- [Documenttekst]
══════
We laten ons onderdompelen in zijn wereld; van het donkere boerenleven naar de zonnige landschappen en goudgele zonnebloemen. De mooie expressieve en vaak contrasterende kleuren, die vervolgens weer wat versoberen met als dieptepunt – maar uiteindelijk ironisch genoeg ook hoogtepunt – de Sterrennacht en de trieste zelfportretten. Deze laatsten gecreëerd tijdens zijn opname in een psychiatrische inrichting in de Provence. Als Gauguin dat vooraf had geweten…
De Bloeiende pruimenboomgaard blijft een van mijn Van Gogh favorieten, ook na deze ervaring. Zijn korenveld met kraaien daarentegen geeft me hier, in deze omgeving, nog meer een gevoel van dreiging en eenzaamheid dan anders. Dat pad dat nergens heen gaat, die kraaien…
We ‘bewandelen’ deze binnenwereld van Van Gogh twee keer, ik denk dat we ook bij een derde keer weer iets anders zouden zien en voelen.
Over voelen gesproken. De muziek erbij maakt het voor mij af. Vivaldi, Miles Davis, Thylacine en anders moois. Die Thylacine moest ik trouwens wel even opzoeken maar spotify heeft gelukkig een haast onuitputtelijke collectie en ik speel het nu terwijl ik de herinneringen uitwerk tot deze blog. Naast me een bescheiden glaasje Pastis, om in de sfeer te blijven.
══════
[Ruwe rijen]
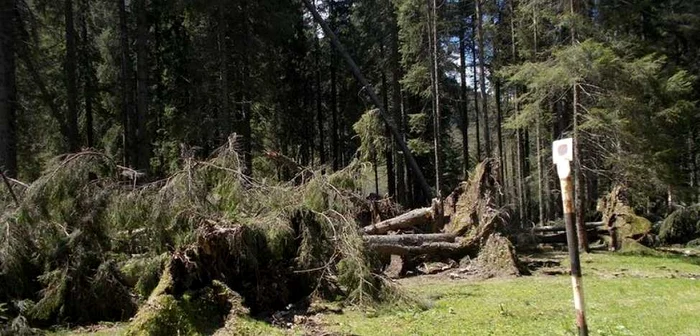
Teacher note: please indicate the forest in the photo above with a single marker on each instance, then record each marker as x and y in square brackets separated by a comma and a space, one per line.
[148, 145]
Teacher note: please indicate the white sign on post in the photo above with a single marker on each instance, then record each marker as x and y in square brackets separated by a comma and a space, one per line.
[562, 155]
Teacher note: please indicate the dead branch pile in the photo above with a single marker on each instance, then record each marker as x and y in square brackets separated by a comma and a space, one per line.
[461, 227]
[621, 221]
[86, 246]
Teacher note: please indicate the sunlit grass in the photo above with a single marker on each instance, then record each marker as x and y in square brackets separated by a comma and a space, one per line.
[643, 299]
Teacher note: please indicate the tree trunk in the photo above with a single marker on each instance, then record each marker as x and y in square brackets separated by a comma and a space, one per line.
[8, 88]
[476, 95]
[225, 119]
[463, 103]
[375, 99]
[88, 75]
[499, 135]
[125, 79]
[436, 98]
[538, 141]
[247, 127]
[410, 219]
[389, 150]
[397, 105]
[580, 197]
[142, 134]
[409, 239]
[482, 83]
[335, 146]
[71, 82]
[319, 104]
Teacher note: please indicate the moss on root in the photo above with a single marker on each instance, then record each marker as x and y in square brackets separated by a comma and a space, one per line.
[681, 226]
[196, 312]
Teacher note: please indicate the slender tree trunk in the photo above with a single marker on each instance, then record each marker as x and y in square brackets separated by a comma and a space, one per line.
[70, 71]
[463, 106]
[389, 150]
[247, 127]
[499, 132]
[8, 88]
[142, 134]
[397, 105]
[580, 197]
[335, 146]
[538, 131]
[319, 104]
[482, 83]
[125, 83]
[436, 98]
[225, 113]
[476, 94]
[88, 75]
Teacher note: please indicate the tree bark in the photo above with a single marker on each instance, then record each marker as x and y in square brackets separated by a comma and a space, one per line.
[375, 99]
[410, 219]
[580, 197]
[499, 136]
[247, 126]
[8, 88]
[142, 133]
[397, 105]
[70, 77]
[409, 239]
[319, 104]
[463, 102]
[482, 83]
[436, 98]
[476, 94]
[126, 88]
[389, 149]
[225, 115]
[88, 75]
[538, 141]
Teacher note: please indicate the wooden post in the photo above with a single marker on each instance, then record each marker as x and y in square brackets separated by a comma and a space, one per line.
[562, 151]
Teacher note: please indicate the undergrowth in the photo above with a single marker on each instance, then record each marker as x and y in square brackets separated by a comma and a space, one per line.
[88, 244]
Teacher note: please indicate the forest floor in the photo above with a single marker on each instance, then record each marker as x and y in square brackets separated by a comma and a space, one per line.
[625, 295]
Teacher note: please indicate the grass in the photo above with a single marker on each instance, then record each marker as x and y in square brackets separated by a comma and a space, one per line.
[625, 295]
[643, 299]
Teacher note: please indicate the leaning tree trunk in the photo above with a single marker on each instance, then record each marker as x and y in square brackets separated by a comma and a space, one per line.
[482, 83]
[8, 88]
[463, 102]
[125, 84]
[142, 133]
[70, 77]
[578, 175]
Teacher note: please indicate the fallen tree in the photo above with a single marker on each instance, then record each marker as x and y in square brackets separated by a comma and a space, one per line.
[81, 234]
[470, 219]
[410, 219]
[621, 221]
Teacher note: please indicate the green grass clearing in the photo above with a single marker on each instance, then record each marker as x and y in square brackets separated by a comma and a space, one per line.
[625, 295]
[647, 297]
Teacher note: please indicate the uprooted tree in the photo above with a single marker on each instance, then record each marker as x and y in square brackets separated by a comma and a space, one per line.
[210, 237]
[459, 227]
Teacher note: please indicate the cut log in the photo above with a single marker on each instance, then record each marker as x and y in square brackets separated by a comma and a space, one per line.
[434, 249]
[410, 219]
[556, 228]
[560, 238]
[409, 239]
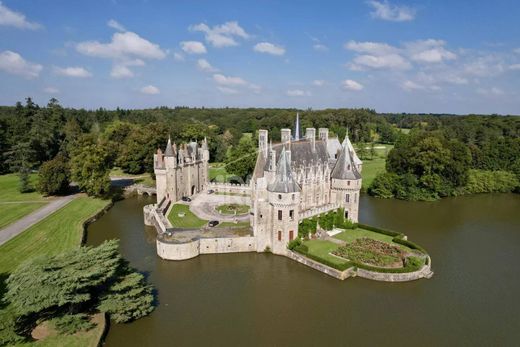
══════
- [Korte opgave 1]
Werk de rijen bij vanaf de regel met "Teacher note: please indicate the leaning" tot en met het einde van de rijen door "Teacher note" overal te vervangen door "Instructor note" en de rest ongewijzigd te laten. Laat de afbeeldingen weg uit je antwoord.
- [Korte opgave 2]
Schrijf de tekst over de Van Gogh-beleving verder vanaf het punt waar die ophoudt.
De tekst en de rijen zijn los van elkaar staand materiaal.

- [Uitwerking 1]
Instructor note: please indicate the leaning tree trunk in the photo above with a single marker on each instance, then record each marker as x and y in square brackets separated by a comma and a space, one per line.
[482, 83]
[8, 88]
[463, 102]
[125, 84]
[142, 133]
[70, 77]
[578, 175]
Instructor note: please indicate the fallen tree in the photo above with a single marker on each instance, then record each marker as x and y in square brackets separated by a comma and a space, one per line.
[81, 234]
[470, 219]
[410, 219]
[621, 221]
Instructor note: please indicate the green grass clearing in the photo above with a single marker on each instance, then record each marker as x and y in square brackets separated by a comma and a space, one per line.
[625, 295]
[647, 297]
Instructor note: please indicate the uprooted tree in the photo above with a single marker on each instance, then record each marker as x and y in square brackets separated by a comma and a space, one per line.
[210, 237]
[459, 227]
Instructor note: please indicate the cut log in the photo above with a single marker on each instance, then record each marker as x and y in square brackets separated by a comma and a space, one per line.
[434, 249]
[410, 219]
[556, 228]
[560, 238]
[409, 239]

- [Uitwerking 2]
Als toetje in Lumière overigens nog een 10 minuten durende expositie van Yves Klein, de magiër van het onpeilbare blauw, IKB. Ook erg gaaf, vooral omdat ik daar weinig van kende.
l’amour à travers la vitrine
Op zaterdag zien we mooi werk in de vele kunstgalerijen van Le Marais. Het werk van de israelische Nimrod Messeg raakt me, zelfs door de etalageruit heen. Sculpturen gemaakt door honderden, misschien wel duizenden stukjes metaal te smeden, lassen en hameren en al wat er nog meer bestaat aan technieken. Hij maakt dat metaal tot iets zachts. Iets lichts. Iets incompleets. Prachtige transparante vrouwelijke torso’s.

Ook mooi werk van de Française Valerie Hadida, bronzen tengere vrouwen met contrastrijke wilde haren. Later vind ik deze omschrijving over één van haar werken:
La Rêveuse depicts a young woman with large innocent eyes, her legs wrapped in thigh high socks and draped over the edge. La Rêveuse has Hadida’s classic stylization with a long, thin torso, her thighs thick compared to the rest of her long legs, and her beautifully wild hair framing her face as she bites her nail in thought.

Dat omschrijft het mooi. Gelukkig is dit alles dusdanig boven ons budget dat we niet hoeven te twijfelen.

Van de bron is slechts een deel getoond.